### [The task]
Everything in the listing must be repeated exactly, apart from the images.

### [Provided entries]
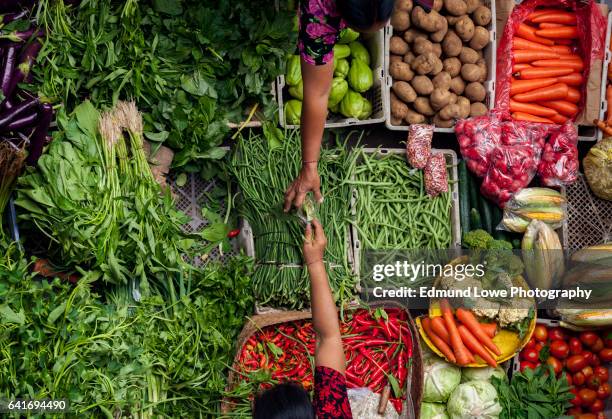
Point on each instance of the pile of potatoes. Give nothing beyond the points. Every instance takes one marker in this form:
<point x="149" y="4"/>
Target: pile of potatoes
<point x="436" y="61"/>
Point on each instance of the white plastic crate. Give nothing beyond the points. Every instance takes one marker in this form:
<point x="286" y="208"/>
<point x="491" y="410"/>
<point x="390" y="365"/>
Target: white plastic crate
<point x="490" y="55"/>
<point x="375" y="45"/>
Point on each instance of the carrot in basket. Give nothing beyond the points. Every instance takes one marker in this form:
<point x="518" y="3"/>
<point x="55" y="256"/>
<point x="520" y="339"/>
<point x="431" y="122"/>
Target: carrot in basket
<point x="554" y="92"/>
<point x="531" y="108"/>
<point x="529" y="55"/>
<point x="565" y="32"/>
<point x="475" y="346"/>
<point x="543" y="72"/>
<point x="527" y="32"/>
<point x="520" y="86"/>
<point x="462" y="354"/>
<point x="469" y="320"/>
<point x="437" y="340"/>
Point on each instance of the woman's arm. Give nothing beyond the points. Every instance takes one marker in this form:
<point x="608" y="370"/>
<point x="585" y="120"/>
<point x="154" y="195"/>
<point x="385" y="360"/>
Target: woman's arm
<point x="328" y="350"/>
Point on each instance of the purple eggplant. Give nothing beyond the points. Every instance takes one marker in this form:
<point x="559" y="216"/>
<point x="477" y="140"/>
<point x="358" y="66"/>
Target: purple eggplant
<point x="38" y="137"/>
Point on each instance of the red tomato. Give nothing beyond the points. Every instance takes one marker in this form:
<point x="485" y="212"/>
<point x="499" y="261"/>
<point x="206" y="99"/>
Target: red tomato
<point x="559" y="349"/>
<point x="587" y="396"/>
<point x="540" y="333"/>
<point x="575" y="346"/>
<point x="588" y="338"/>
<point x="575" y="363"/>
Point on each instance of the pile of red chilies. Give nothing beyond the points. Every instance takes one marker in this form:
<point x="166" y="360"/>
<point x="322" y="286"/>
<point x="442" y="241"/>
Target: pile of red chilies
<point x="377" y="344"/>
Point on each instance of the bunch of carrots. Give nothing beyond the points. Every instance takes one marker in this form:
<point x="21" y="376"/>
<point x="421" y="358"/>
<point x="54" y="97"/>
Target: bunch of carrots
<point x="547" y="68"/>
<point x="460" y="336"/>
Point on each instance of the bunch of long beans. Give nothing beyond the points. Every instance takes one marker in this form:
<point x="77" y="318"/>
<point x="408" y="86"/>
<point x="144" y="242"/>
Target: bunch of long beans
<point x="263" y="170"/>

### [Answer box]
Point on each instance of the pile of potatoes. Give nothing beyond the points. Every instance takes one marker in this form:
<point x="149" y="4"/>
Target: pile of potatoes
<point x="436" y="61"/>
Point on each instance of the white plastic crate. Give nothing beyond the points. Every instance takes one marker in this form:
<point x="286" y="208"/>
<point x="491" y="410"/>
<point x="390" y="365"/>
Target: white plastic crate
<point x="490" y="55"/>
<point x="375" y="45"/>
Point on each instance of the carrot in basket. Give nothing beyond the points. Every instance takes one marker in this form:
<point x="518" y="3"/>
<point x="55" y="256"/>
<point x="520" y="339"/>
<point x="431" y="122"/>
Target: carrot in basket
<point x="554" y="92"/>
<point x="531" y="108"/>
<point x="529" y="55"/>
<point x="565" y="32"/>
<point x="475" y="346"/>
<point x="543" y="72"/>
<point x="527" y="32"/>
<point x="520" y="86"/>
<point x="462" y="354"/>
<point x="469" y="320"/>
<point x="437" y="340"/>
Point on each instance of the woman's arm. Give nothing beyond the points. Every instance takes one marker in this form:
<point x="608" y="370"/>
<point x="585" y="120"/>
<point x="154" y="195"/>
<point x="385" y="360"/>
Target: woman's arm
<point x="328" y="350"/>
Point on each instance of the purple eggplant. Give nothing beyond the points. Every instance takes one marker in this form:
<point x="559" y="216"/>
<point x="477" y="140"/>
<point x="358" y="66"/>
Target: purple eggplant
<point x="38" y="137"/>
Point on each instance of the red tomato. Give nothing beyond the points. Every instance takes one marker in this form:
<point x="485" y="212"/>
<point x="499" y="261"/>
<point x="206" y="99"/>
Target: red tomato
<point x="559" y="349"/>
<point x="587" y="396"/>
<point x="540" y="333"/>
<point x="575" y="346"/>
<point x="588" y="338"/>
<point x="575" y="363"/>
Point on each instance of the pile of red chilies. Give nothing beyond the points. Every instance takes one marker in this form:
<point x="166" y="360"/>
<point x="322" y="286"/>
<point x="442" y="241"/>
Target: pile of red chilies
<point x="377" y="344"/>
Point on each instance of the bunch of carrots. Give nothing beyond the points. Every instance takes one marker in this form:
<point x="21" y="376"/>
<point x="421" y="358"/>
<point x="54" y="97"/>
Target: bunch of carrots
<point x="547" y="68"/>
<point x="460" y="336"/>
Point on each instance of the bunch of long beans. Give nothing beyond the points. Every instance takes one marker in this form:
<point x="77" y="318"/>
<point x="408" y="86"/>
<point x="144" y="242"/>
Target: bunch of long beans
<point x="263" y="170"/>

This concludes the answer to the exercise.